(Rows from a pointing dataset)
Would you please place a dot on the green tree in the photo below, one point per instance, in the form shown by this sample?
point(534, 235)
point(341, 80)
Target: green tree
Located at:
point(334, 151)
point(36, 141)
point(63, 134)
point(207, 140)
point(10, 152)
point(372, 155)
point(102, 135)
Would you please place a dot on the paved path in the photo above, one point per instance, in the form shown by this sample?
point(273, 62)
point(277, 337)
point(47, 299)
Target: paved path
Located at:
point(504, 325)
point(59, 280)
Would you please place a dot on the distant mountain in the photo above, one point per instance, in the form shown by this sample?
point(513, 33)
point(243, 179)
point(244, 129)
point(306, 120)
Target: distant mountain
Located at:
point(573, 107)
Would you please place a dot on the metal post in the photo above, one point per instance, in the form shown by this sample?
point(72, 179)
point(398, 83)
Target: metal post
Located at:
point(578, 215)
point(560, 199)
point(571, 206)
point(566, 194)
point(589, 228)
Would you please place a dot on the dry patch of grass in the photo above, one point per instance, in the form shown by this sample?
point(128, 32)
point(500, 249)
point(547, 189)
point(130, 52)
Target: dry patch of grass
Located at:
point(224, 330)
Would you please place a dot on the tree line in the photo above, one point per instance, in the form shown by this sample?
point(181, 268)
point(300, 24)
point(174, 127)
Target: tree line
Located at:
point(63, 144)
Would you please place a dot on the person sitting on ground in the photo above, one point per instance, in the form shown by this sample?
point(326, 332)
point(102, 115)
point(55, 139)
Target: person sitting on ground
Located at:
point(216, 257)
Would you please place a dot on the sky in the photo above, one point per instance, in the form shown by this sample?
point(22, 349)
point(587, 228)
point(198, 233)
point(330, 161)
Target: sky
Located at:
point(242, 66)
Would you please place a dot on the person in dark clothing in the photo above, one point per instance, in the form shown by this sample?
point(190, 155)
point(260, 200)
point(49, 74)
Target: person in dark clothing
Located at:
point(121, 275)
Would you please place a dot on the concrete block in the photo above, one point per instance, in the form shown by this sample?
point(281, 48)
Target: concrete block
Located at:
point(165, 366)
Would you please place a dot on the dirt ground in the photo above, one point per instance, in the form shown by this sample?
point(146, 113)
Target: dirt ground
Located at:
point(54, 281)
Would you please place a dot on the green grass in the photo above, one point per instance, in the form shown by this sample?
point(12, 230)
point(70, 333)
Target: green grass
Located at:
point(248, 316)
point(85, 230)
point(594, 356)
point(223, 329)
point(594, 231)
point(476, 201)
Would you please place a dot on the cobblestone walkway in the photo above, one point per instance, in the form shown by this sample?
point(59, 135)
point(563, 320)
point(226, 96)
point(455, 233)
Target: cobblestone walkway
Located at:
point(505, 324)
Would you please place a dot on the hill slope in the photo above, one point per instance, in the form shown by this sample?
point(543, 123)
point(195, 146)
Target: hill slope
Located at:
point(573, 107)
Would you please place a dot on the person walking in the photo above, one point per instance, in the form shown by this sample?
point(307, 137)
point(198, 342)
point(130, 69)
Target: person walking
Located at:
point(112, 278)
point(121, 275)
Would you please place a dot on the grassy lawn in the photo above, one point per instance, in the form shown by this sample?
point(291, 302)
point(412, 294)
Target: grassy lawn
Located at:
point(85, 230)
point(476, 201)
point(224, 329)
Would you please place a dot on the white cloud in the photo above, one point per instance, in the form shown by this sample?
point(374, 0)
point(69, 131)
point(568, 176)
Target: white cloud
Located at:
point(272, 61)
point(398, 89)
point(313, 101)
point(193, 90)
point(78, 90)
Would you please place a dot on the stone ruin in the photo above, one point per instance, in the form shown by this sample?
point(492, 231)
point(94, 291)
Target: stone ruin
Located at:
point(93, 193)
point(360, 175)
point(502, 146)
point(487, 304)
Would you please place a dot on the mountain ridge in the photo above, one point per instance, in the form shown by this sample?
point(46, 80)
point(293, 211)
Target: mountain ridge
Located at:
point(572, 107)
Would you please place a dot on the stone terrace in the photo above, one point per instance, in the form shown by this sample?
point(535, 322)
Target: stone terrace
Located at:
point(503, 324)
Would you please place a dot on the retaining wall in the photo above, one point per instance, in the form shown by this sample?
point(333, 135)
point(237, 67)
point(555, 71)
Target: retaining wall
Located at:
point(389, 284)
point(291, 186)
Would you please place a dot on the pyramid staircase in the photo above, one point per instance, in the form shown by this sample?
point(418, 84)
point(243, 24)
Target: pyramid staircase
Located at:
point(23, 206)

GOAL OF THE EXERCISE
Give back exactly the lines that run from the line with "Would you please place a dot on the stone ruin" through the close of the material, counting both ends, and nothing more.

CORRECT ANSWER
Would you please place a dot on the stone ruin in the photo above, one point per instance, in the form shown by this sample?
point(492, 231)
point(94, 291)
Target: stone ruin
Located at:
point(93, 193)
point(360, 175)
point(502, 146)
point(487, 304)
Would you please place a dot on the mountain ridge in the photo above, one point per instance, in the form shown by this sample?
point(46, 80)
point(293, 211)
Target: mountain ridge
Located at:
point(572, 107)
Would you please place a dot on the stone terrace in the photo above, one point per instance, in the form shown by this sample?
point(535, 322)
Target: stone terrace
Located at:
point(503, 324)
Would you please place a dot on the retaining wall in the photo above, one point per instance, in the form shown by this sample?
point(333, 135)
point(237, 67)
point(555, 71)
Target: retaining wall
Located at:
point(389, 284)
point(291, 186)
Would you please place a dot on the pyramid staircase in the photo above, one point per instance, in the form shown by this sample?
point(418, 84)
point(243, 24)
Target: pyramid staircase
Located at:
point(23, 206)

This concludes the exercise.